***** EXTRACTED INFORMATION *****
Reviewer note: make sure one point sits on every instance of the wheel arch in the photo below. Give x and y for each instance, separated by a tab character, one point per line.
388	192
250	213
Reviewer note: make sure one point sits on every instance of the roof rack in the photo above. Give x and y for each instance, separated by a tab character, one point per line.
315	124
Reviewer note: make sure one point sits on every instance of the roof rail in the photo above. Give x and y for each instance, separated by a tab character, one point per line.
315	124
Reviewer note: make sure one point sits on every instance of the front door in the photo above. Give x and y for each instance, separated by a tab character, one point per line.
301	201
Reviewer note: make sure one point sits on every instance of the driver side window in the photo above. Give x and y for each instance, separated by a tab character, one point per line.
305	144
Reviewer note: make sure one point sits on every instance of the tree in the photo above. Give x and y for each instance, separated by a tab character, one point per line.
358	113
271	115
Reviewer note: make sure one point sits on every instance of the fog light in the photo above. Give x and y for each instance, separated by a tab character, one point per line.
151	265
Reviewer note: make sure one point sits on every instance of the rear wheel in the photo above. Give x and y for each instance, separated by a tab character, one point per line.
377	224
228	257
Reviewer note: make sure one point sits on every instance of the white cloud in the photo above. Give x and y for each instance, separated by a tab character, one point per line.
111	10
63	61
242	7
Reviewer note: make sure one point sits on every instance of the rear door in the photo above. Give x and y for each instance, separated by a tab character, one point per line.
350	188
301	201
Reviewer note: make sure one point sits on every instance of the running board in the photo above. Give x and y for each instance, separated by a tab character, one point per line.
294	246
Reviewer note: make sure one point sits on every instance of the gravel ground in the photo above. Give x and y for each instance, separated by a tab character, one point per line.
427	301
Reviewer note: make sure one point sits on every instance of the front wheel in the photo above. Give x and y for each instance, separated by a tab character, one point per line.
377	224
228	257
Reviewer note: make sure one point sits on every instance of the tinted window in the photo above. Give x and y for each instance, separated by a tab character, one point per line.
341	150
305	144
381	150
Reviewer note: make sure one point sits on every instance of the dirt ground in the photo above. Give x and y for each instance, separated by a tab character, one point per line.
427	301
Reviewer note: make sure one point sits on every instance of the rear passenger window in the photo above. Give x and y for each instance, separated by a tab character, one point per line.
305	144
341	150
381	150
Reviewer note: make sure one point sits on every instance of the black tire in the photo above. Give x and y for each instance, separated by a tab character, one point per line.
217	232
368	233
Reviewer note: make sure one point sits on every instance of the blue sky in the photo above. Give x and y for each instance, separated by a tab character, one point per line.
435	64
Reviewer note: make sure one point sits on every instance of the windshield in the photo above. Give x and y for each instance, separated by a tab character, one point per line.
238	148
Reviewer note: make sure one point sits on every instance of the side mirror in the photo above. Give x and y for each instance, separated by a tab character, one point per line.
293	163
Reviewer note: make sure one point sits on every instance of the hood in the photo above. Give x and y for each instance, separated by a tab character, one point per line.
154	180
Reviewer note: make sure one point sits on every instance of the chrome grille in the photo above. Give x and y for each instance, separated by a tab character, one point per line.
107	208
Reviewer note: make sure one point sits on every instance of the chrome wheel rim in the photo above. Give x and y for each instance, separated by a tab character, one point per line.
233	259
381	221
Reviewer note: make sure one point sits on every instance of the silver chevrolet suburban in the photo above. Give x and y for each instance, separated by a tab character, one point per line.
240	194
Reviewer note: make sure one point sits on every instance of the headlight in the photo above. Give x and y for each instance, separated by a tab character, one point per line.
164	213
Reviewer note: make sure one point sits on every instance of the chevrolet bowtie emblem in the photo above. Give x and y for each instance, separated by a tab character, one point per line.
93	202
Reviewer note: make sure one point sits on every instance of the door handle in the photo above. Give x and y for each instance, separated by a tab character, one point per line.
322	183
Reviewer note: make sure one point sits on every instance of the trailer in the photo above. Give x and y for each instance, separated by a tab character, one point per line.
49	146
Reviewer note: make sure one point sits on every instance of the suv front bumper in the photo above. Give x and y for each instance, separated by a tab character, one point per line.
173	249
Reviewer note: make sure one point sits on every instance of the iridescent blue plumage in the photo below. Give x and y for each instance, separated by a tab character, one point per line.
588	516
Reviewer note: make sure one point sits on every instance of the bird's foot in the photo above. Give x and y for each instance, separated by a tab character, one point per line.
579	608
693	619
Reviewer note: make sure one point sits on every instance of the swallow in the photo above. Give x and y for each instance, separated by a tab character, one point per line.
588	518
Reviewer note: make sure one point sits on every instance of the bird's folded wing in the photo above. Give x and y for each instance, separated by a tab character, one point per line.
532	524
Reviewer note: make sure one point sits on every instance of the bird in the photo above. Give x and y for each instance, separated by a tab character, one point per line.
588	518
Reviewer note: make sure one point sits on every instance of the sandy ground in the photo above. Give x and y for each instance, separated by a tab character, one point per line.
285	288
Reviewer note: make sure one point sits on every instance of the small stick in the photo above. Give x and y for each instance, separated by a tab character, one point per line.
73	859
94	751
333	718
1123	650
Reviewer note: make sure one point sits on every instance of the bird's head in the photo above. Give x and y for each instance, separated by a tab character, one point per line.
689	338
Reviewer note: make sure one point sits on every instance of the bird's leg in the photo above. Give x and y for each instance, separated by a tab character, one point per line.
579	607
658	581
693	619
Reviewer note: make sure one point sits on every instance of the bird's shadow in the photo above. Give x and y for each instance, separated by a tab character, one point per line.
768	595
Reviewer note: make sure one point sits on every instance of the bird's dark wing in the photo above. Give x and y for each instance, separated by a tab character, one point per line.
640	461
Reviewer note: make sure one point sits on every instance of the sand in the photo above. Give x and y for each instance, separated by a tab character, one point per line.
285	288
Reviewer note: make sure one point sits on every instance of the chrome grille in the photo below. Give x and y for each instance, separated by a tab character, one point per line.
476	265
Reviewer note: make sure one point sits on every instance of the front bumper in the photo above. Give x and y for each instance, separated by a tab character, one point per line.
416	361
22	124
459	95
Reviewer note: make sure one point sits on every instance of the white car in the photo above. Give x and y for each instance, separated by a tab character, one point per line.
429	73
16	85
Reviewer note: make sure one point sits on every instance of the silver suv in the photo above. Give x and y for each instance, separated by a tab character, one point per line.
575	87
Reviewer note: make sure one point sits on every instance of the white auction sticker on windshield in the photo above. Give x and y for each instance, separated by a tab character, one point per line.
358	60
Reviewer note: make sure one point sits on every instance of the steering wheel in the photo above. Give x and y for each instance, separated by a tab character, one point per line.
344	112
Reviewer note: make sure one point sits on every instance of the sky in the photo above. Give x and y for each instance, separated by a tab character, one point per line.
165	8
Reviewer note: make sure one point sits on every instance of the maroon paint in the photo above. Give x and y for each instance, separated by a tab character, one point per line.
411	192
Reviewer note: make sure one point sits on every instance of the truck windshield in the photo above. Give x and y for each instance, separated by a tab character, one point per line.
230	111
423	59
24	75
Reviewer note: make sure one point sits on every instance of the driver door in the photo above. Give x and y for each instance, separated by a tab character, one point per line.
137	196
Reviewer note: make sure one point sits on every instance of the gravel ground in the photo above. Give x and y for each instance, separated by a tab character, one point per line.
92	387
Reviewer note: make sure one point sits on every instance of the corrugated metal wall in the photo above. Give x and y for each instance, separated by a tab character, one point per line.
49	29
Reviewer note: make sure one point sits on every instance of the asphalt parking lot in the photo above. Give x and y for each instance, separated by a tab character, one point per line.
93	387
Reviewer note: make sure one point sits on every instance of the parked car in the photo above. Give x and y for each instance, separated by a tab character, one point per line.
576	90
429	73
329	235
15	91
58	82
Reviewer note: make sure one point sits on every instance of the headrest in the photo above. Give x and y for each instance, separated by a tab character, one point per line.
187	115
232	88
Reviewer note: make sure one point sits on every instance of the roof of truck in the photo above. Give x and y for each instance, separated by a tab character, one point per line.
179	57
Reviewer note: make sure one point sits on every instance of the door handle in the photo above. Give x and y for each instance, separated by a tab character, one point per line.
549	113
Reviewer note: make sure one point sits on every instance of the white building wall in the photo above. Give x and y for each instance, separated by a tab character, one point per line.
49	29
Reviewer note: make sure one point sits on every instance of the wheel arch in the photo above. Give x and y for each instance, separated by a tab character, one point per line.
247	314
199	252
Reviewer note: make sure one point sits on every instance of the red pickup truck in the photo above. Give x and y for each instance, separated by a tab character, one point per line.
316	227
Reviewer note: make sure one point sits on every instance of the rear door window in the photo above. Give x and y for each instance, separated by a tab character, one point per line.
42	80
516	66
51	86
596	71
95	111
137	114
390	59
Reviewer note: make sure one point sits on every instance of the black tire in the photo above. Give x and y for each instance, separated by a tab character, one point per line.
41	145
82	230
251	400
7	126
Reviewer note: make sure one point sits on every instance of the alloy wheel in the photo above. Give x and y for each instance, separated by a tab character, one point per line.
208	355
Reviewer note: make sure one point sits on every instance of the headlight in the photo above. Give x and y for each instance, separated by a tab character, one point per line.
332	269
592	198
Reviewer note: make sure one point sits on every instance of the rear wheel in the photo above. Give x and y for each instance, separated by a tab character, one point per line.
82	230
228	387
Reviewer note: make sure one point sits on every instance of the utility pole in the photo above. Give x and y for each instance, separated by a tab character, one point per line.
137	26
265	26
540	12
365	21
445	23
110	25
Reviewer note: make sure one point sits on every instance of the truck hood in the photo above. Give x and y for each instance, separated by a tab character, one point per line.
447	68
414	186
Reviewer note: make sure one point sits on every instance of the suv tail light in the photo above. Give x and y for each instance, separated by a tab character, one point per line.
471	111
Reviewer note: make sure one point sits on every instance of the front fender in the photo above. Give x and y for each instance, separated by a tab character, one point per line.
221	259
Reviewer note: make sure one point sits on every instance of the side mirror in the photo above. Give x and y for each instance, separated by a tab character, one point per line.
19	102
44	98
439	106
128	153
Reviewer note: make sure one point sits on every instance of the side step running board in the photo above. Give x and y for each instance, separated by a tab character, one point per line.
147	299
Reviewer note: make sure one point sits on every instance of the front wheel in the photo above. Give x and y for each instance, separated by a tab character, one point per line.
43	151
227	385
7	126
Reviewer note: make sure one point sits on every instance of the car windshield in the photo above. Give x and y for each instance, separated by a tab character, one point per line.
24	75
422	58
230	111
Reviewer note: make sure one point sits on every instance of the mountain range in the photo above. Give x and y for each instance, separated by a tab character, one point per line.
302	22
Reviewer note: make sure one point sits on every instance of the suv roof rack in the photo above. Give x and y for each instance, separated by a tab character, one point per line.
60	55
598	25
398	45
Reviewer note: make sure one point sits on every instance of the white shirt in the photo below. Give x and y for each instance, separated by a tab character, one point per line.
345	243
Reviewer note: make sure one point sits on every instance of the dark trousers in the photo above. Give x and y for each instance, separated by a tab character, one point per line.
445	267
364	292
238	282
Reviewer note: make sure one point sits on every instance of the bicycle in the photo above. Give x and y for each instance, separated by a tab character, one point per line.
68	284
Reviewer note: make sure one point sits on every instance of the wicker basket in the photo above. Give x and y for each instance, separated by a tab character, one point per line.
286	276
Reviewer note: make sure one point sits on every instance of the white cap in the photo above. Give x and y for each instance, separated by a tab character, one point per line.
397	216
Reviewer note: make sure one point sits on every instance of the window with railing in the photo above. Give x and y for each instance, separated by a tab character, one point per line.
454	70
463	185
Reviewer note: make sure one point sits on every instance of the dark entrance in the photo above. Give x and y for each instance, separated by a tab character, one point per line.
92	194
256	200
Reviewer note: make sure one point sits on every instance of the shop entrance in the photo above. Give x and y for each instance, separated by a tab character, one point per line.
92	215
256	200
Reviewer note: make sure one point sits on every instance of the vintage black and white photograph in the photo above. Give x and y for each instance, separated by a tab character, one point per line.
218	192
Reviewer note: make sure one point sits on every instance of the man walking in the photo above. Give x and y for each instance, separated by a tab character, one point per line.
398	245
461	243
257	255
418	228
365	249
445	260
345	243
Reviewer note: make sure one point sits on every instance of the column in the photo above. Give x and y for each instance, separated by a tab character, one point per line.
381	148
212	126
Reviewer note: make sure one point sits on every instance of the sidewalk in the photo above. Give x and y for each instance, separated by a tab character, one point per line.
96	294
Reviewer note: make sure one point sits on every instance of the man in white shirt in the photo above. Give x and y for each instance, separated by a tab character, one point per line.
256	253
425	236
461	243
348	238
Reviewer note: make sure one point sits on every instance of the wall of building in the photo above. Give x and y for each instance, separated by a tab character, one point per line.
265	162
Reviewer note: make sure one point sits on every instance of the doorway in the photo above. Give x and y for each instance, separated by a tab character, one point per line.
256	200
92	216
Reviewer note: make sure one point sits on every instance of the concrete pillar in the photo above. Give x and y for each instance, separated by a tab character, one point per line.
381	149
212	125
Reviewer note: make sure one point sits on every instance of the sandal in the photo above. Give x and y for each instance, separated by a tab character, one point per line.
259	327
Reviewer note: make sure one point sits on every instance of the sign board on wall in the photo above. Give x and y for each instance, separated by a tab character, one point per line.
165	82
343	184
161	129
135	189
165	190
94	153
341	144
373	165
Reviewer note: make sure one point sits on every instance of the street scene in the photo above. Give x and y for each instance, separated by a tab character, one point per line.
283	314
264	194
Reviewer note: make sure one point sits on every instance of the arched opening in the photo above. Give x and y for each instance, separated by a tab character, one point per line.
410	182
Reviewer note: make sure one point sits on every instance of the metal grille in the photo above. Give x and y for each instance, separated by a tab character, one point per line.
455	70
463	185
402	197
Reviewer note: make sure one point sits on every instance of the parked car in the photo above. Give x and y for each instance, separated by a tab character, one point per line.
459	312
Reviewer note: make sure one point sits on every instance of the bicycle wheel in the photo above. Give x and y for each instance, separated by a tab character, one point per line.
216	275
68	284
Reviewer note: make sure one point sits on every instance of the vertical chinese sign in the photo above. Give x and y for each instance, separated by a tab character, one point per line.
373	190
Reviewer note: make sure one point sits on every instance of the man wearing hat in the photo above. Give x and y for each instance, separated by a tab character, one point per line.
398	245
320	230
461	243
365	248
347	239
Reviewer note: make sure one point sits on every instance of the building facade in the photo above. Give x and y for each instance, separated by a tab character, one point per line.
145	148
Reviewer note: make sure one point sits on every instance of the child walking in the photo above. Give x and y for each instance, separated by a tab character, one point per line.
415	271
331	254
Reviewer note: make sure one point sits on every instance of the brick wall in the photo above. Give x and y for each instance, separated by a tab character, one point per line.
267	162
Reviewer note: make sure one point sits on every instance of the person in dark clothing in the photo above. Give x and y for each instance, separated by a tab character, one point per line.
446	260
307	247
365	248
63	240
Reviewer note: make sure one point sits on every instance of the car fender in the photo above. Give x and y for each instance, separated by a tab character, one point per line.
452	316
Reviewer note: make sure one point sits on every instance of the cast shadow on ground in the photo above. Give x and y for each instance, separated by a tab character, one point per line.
*****
▶ [YOUR INSTRUCTIONS]:
Repeat, character for character, the lines from the one that holds "of the vertical" to the final line of the material, inclusive, and no other lines.

▶ [OUTPUT FOR THIS TASK]:
Reviewer note: make sure one point sits on every instance of the vertical chinese sign in the photo above. Give x and y for each instance, separated by a tab character, one point per line.
373	190
Reviewer note: make sure one point sits on every instance of the man wearing hat in the photo above. Give x and y for each instance, separated by a tab character, one point per line.
398	245
320	230
461	243
365	248
347	239
Reviewer note: make sure one point sits on every instance of the building facade in the photo above. Give x and y for each instance, separated by a tab character, one point per line.
145	148
Reviewer note: make sure one point sits on every instance of the child walking in the photo above. Give x and y for each instance, separated by a tab character, one point per line.
415	271
331	254
Reviewer note: make sure one point sits on every instance of the brick wall in the photo above. Give x and y for each instance, separated by a tab character, one point per line.
267	162
Reviewer note: make sure one point sits on every instance of the person in dark clothing in the photo above. Give x and y for each instance, separated by a tab character, one point per line.
446	260
307	247
365	248
63	240
Reviewer note: make sure one point sits on every instance of the car fender in the photo above. Give x and y for each instance, separated by a tab character, one point per line.
452	316
Reviewer note: make sure one point sits on every instance of the cast shadow on ground in the photo above. Give x and y for each instance, separated by a tab character, one point per line.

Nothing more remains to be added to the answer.